*ACTIVITY*
In the records below, find the line that contains "of the baseboard", then write out that line and each one after it exactly, up to and including the last.

::: SUPPLIED DATA

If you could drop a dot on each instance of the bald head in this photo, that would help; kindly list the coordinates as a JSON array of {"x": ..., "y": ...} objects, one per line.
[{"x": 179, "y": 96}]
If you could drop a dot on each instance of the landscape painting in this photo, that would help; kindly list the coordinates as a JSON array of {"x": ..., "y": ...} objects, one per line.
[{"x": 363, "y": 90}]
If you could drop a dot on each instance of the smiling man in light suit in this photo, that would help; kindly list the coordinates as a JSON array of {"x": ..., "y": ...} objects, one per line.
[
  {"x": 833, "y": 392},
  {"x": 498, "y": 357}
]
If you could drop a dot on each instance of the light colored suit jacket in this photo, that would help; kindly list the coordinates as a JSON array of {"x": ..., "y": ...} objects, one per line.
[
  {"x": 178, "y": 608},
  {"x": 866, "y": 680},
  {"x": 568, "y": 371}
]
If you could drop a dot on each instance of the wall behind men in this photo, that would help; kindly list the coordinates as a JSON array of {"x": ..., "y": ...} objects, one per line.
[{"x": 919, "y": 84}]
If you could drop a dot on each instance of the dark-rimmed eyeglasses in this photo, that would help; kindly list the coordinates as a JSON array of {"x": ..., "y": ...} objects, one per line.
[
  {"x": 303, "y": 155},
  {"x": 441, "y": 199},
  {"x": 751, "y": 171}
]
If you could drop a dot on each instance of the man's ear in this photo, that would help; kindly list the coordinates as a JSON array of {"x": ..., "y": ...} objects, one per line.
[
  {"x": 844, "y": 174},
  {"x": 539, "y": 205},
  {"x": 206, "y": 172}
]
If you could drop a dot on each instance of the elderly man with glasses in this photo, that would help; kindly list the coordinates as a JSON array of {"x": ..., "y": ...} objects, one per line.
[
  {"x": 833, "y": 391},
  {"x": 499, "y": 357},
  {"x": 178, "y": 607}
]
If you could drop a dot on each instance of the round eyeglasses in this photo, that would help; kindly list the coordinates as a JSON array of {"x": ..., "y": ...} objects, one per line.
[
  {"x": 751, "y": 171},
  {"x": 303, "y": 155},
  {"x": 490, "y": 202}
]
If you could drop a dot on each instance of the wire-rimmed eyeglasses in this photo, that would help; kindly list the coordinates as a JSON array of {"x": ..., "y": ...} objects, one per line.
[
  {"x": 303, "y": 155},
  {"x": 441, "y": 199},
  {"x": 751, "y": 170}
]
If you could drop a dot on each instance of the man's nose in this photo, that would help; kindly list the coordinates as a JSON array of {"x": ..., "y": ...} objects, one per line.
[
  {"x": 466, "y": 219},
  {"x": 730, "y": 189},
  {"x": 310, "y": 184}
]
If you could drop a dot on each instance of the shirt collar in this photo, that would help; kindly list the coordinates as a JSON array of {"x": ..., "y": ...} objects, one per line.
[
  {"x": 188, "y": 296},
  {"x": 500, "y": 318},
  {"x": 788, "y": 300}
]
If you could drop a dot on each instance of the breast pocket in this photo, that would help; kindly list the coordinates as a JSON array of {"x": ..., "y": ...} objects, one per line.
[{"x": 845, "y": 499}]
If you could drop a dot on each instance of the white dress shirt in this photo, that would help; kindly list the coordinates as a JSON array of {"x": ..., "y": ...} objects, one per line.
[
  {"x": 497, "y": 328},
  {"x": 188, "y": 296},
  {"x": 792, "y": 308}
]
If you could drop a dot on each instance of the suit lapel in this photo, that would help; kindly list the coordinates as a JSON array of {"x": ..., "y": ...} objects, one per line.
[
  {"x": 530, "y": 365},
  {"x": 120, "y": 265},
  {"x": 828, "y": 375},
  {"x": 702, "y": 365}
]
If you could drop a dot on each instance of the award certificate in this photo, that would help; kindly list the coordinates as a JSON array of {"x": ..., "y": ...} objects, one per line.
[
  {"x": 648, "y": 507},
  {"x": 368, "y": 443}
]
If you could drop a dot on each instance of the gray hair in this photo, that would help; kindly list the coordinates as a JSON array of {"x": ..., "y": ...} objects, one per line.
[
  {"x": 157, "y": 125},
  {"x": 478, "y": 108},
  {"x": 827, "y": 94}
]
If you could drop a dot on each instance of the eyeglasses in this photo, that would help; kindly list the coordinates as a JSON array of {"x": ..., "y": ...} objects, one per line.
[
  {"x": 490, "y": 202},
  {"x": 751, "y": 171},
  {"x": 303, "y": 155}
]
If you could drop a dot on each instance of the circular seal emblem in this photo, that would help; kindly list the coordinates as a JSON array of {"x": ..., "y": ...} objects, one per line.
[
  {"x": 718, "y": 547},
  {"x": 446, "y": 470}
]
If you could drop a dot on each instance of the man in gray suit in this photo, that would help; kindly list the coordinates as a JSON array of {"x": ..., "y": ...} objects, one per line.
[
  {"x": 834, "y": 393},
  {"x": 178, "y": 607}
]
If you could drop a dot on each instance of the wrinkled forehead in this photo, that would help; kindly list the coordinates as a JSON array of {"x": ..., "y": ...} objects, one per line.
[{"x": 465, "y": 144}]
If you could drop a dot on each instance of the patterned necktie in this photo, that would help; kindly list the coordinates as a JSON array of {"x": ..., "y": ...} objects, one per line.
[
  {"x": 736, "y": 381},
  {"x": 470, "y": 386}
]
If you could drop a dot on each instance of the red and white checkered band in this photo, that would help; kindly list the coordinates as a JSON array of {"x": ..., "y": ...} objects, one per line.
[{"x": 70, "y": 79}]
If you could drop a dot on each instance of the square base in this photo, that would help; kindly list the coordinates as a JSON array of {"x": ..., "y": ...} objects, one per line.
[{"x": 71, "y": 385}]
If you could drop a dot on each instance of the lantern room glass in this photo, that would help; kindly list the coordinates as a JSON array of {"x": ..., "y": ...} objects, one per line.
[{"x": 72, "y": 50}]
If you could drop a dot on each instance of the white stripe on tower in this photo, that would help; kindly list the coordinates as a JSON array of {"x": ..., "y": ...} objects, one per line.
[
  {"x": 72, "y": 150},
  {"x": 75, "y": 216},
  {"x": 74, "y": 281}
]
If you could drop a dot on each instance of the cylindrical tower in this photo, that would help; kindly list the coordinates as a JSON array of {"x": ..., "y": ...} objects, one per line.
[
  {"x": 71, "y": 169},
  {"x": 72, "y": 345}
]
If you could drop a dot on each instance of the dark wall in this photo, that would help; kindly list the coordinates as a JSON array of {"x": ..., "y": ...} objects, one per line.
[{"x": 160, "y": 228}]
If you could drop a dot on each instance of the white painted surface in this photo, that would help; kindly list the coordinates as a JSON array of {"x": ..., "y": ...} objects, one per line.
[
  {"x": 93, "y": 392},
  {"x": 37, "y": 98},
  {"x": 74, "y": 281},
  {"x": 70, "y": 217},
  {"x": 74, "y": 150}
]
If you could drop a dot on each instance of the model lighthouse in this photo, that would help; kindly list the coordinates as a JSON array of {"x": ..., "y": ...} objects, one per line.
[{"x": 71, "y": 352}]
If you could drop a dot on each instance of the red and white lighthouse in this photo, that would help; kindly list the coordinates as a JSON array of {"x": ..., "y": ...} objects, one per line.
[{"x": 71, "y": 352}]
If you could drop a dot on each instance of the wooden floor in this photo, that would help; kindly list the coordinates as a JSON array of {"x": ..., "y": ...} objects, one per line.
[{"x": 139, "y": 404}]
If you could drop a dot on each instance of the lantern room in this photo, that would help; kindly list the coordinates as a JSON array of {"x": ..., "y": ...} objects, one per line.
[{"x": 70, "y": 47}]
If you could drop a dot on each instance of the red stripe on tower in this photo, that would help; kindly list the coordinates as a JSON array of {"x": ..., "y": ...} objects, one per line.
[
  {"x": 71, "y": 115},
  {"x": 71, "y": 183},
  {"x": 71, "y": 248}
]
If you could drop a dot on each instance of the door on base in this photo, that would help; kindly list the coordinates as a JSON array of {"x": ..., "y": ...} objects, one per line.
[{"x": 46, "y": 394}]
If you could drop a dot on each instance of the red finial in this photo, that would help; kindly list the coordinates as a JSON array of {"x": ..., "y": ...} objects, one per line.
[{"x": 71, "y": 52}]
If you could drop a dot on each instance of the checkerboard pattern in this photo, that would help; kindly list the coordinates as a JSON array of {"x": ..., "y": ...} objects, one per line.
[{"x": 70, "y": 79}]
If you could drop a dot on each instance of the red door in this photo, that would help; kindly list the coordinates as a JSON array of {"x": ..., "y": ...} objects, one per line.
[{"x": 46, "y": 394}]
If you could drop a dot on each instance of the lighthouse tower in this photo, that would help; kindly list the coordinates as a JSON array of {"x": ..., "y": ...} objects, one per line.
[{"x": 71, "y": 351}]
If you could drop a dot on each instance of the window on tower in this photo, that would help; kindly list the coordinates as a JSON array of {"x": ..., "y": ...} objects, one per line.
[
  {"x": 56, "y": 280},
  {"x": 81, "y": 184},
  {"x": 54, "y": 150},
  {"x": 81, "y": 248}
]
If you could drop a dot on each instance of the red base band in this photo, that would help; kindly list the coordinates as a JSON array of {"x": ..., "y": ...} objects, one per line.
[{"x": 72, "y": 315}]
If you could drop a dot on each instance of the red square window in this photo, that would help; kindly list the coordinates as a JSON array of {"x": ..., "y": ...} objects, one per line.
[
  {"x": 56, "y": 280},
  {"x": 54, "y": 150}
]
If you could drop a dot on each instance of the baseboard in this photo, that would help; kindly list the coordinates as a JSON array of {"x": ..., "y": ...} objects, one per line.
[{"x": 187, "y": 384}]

::::::

*TASK RESULT*
If you could drop a dot on each instance of the baseboard in this photo, that would help; kindly list the coordinates as a JSON array of {"x": ..., "y": ...} objects, one per line.
[{"x": 187, "y": 384}]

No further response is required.